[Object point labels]
────────

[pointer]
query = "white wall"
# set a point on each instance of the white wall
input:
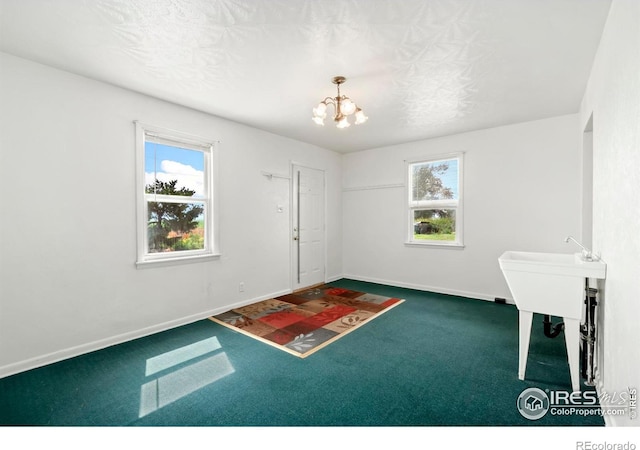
(68, 282)
(613, 97)
(521, 192)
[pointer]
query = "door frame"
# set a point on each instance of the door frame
(293, 207)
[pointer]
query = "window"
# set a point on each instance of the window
(176, 208)
(435, 201)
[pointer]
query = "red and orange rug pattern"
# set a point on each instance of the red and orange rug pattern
(304, 322)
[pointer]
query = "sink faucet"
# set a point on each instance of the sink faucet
(586, 253)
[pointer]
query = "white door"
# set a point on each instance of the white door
(308, 227)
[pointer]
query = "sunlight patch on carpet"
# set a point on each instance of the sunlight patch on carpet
(303, 322)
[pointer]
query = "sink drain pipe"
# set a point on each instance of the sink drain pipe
(589, 336)
(551, 330)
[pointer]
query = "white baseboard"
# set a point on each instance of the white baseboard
(71, 352)
(422, 287)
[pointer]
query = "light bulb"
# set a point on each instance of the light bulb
(347, 106)
(360, 117)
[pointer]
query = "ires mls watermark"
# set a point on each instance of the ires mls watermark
(534, 403)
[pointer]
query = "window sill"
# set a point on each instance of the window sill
(163, 262)
(453, 246)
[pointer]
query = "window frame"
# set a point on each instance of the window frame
(456, 205)
(150, 133)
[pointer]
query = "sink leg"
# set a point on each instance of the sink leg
(572, 340)
(525, 319)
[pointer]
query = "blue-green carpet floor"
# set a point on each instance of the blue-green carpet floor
(434, 360)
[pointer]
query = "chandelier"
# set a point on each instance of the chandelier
(343, 107)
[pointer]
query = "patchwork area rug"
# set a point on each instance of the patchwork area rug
(304, 322)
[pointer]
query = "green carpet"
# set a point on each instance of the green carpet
(434, 360)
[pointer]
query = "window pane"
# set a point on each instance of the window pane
(175, 226)
(434, 224)
(173, 170)
(436, 180)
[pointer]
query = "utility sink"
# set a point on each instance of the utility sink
(552, 284)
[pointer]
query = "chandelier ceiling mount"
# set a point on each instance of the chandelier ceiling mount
(343, 107)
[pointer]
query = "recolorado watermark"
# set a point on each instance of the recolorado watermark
(588, 445)
(534, 404)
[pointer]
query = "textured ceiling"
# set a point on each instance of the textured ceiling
(418, 68)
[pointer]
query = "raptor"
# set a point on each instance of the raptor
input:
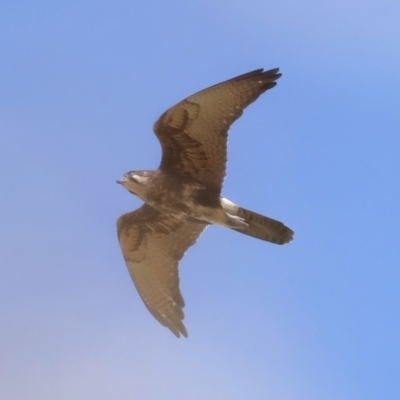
(183, 196)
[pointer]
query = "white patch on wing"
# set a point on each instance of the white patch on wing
(228, 206)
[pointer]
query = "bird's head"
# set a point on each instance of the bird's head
(136, 182)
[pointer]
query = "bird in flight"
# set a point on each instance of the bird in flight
(183, 196)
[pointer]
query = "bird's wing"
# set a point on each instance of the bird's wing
(152, 245)
(193, 133)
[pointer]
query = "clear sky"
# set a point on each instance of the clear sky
(81, 84)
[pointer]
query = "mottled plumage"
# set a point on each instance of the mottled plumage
(183, 195)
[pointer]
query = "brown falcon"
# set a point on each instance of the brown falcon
(183, 195)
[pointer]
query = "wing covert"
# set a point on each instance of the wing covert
(193, 133)
(152, 245)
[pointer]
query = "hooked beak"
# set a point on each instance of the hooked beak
(122, 180)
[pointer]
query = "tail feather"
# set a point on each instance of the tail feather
(264, 228)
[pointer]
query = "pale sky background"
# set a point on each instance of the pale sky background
(82, 84)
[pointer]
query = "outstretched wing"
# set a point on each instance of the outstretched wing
(152, 245)
(194, 132)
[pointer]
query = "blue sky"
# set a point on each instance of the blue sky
(82, 84)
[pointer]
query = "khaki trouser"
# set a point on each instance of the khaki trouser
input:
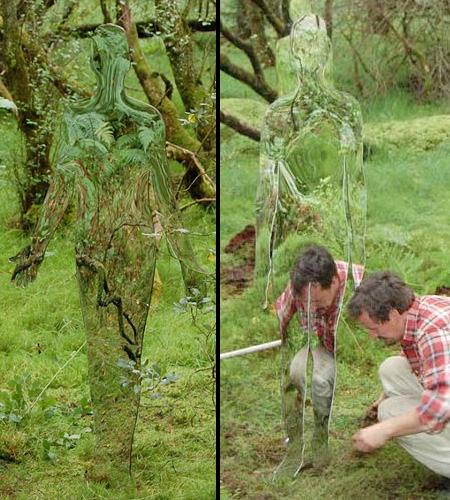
(404, 393)
(322, 383)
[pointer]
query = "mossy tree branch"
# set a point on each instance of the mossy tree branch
(200, 186)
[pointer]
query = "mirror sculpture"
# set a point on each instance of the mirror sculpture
(112, 150)
(310, 163)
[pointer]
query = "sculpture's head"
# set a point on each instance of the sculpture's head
(310, 45)
(110, 51)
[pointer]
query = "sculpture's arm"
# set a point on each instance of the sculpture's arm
(55, 204)
(266, 209)
(193, 274)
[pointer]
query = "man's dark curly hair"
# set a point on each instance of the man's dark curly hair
(313, 265)
(378, 295)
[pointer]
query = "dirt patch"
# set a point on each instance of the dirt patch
(239, 274)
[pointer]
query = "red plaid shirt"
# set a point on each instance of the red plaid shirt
(426, 344)
(288, 304)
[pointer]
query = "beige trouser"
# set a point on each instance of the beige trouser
(404, 393)
(322, 382)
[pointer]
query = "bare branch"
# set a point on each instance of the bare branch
(244, 46)
(147, 29)
(240, 126)
(258, 85)
(274, 19)
(202, 200)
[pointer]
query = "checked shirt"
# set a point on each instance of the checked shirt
(288, 304)
(426, 345)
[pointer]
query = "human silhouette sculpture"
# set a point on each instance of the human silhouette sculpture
(310, 134)
(311, 149)
(113, 151)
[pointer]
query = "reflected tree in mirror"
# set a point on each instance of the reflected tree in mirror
(112, 152)
(311, 174)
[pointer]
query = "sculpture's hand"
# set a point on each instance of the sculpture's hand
(27, 265)
(196, 283)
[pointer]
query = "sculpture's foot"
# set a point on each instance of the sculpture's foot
(320, 446)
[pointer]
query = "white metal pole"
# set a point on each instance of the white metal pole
(249, 350)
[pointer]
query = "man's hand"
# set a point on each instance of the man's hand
(370, 438)
(371, 415)
(27, 265)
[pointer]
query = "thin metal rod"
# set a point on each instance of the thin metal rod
(251, 349)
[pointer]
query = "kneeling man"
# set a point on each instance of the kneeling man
(414, 407)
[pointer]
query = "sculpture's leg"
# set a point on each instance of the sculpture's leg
(294, 387)
(115, 299)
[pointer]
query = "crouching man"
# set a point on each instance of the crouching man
(414, 407)
(315, 294)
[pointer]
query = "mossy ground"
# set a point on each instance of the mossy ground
(408, 232)
(41, 328)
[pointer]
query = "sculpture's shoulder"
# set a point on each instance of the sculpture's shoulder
(278, 116)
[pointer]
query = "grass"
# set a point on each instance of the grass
(408, 232)
(41, 329)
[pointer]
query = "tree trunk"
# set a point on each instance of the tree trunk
(250, 23)
(328, 17)
(179, 48)
(196, 179)
(32, 122)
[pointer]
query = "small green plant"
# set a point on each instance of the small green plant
(146, 379)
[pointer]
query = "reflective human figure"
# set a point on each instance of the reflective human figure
(315, 294)
(310, 169)
(112, 150)
(310, 135)
(285, 70)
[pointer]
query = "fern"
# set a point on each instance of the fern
(6, 104)
(146, 136)
(136, 156)
(93, 146)
(105, 133)
(128, 140)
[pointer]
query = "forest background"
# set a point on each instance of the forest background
(394, 57)
(46, 438)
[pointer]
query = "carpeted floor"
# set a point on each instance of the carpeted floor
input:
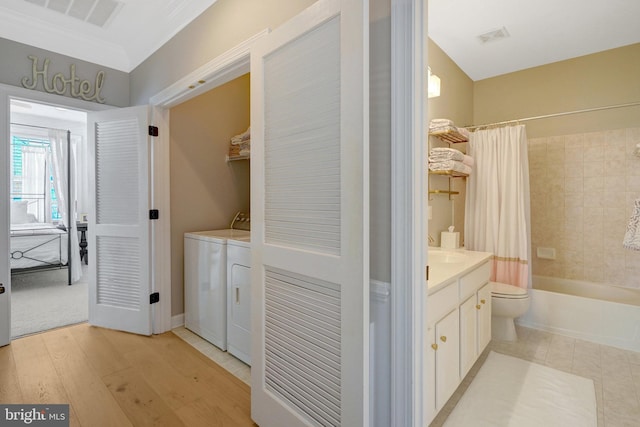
(508, 391)
(43, 300)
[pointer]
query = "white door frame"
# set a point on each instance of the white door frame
(6, 93)
(409, 224)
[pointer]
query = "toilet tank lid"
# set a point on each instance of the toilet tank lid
(505, 289)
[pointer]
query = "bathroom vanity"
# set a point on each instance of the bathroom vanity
(458, 321)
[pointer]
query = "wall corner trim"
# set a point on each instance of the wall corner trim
(177, 321)
(379, 291)
(225, 67)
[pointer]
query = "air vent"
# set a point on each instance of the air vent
(96, 12)
(493, 35)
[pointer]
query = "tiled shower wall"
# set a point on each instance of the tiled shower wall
(582, 192)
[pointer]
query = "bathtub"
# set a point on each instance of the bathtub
(594, 312)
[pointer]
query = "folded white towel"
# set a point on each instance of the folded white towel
(441, 122)
(443, 153)
(453, 165)
(239, 139)
(632, 236)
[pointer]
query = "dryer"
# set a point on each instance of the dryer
(205, 282)
(239, 299)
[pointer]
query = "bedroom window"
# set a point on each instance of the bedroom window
(32, 179)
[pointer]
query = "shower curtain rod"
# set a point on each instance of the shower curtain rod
(37, 127)
(546, 116)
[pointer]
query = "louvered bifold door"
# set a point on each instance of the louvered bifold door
(119, 283)
(309, 203)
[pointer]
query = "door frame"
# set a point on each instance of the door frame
(409, 207)
(6, 93)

────────

Please pull out every line of the items above that contains the word "sunlight", matching its case exactly.

query = "sunlight patch on carpet"
# set a point on each instance of the sunlight patch on carpet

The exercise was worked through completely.